— begin Extracted material —
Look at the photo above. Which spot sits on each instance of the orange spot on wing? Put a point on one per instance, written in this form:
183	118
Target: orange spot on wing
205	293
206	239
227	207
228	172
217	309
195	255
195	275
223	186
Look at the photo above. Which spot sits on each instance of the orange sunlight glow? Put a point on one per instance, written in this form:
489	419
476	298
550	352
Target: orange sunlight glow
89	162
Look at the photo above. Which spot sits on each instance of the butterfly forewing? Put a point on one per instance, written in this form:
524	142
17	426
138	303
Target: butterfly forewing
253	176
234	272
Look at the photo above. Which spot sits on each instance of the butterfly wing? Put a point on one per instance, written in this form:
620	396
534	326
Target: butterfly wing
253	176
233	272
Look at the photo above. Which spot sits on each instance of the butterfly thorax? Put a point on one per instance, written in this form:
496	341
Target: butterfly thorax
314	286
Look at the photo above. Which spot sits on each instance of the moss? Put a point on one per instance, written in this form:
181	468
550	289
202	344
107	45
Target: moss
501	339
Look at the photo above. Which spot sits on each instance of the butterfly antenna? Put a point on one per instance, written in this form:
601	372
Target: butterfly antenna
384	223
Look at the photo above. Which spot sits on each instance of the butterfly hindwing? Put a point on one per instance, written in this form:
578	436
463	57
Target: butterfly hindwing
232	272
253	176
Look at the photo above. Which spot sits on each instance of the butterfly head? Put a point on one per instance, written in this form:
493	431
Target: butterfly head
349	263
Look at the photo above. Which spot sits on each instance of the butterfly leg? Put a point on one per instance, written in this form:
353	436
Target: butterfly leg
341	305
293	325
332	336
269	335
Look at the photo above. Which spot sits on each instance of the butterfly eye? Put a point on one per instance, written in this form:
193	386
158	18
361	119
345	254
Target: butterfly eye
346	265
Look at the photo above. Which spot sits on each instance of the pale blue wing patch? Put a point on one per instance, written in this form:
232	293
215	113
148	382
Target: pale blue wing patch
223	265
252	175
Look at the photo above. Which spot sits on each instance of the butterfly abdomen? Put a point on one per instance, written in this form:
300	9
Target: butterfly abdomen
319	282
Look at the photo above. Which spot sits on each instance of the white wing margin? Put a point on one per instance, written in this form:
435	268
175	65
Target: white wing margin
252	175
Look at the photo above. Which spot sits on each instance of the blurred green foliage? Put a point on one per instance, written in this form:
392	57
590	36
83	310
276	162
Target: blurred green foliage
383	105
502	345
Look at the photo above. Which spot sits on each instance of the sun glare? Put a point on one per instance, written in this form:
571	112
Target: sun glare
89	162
— end Extracted material —
● **What is being asked**
Give the listing above again, word for word.

● **Written response**
Look at the photo above. Which spot sits on each instance of the orange spot on wing? Put a point on one per instance, written in this form:
183	118
Target: orange spot on wing
205	293
206	239
227	207
228	172
217	309
195	255
195	275
223	186
Look at the photo above. Which spot sits on each instance of the orange sunlight glow? Put a point on one per instance, written in this form:
489	419
476	298
550	352
Target: orange sunlight glow
89	162
Look at the photo above. Which spot sits on each instance of the butterfly forewing? Put a point on one per instance, written in this form:
524	142
17	426
138	303
Target: butterfly forewing
253	176
234	272
Look at the photo above. Which spot sits on each instance of the butterfly wing? Put a point on one per instance, written in this form:
620	396
534	326
Target: butterfly wing
253	176
233	272
Look at the photo above. Which spot sits on each instance of the butterfly thorax? Put a point on one per instance, written in this form:
496	341
Target: butterfly thorax
314	286
Look at the photo above. Which spot sits on each instance of the moss? Put a point on one per instance, written in this form:
181	468
550	289
202	344
107	45
Target: moss
501	339
Look at the photo above. Which spot sits on each instance of the butterfly antenna? Put a point on one per instance, written in this form:
601	372
Target: butterfly antenna
384	223
Look at the photo above. Which spot sits on each instance of the butterfly hindwing? Put a point on one per instance, written in this form:
578	436
463	57
Target: butterfly hindwing
232	272
253	176
Look at the photo above. Which spot sits on each instance of the butterfly head? Put a point on one per instance, written in this form:
493	431
Target: butterfly head
349	263
Look at the photo above. Which spot sits on each instance of the butterfly leg? Put a point on one per instance, written in this form:
353	436
Target: butterfly leg
341	305
293	325
332	336
269	335
Look at the photo above. Which spot sits on each instance of the butterfly eye? Put a point on one per instance, written in this form:
193	386
158	18
361	119
345	254
Target: butterfly eye
346	265
Look at the photo above. Which spot sits on each instance of the pale blue wing patch? Put a point on one per instance, written in this form:
232	293
215	113
148	382
Target: pale blue wing patch
223	265
252	175
Look at the photo above. Which spot sits on each instance of the butterfly abdomen? Put a point on one per instance, written in this form:
300	9
Target: butterfly abdomen
319	282
Look at the photo above. Which spot sits on each instance of the white wing margin? Put a point on one per instance, written in this form:
435	268
175	65
Target: white wing margin
252	175
Look at the photo above. Which spot sits on each instance of the blurred green foliage? Put a point on one per instance, written in this form:
392	57
590	36
83	310
276	162
Target: blurred green foliage
383	105
502	345
Look at the photo above. Which spot sits on each instance of the sun glare? Put a point on one per instance, written in this form:
571	112
Target: sun glare
89	162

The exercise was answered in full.